=== Begin Enclosure ===

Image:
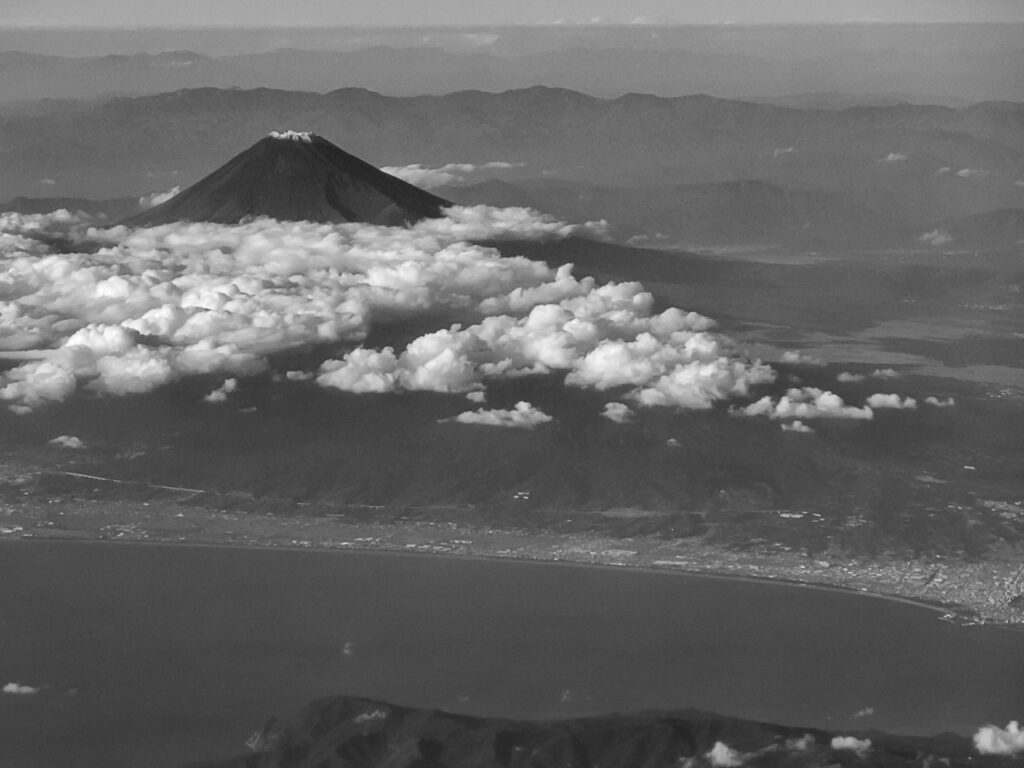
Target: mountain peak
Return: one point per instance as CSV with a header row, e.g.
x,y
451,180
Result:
x,y
296,176
304,136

=== End Enclosure ===

▶ _PROBLEM REQUIREMENTS_:
Find the line containing "Return: one point", then output it and every line after it to the end of the data, exactly.

▶ _TASK OUTPUT_:
Return: one point per instance as CSV with a header row, e.g.
x,y
451,180
Result:
x,y
296,176
304,136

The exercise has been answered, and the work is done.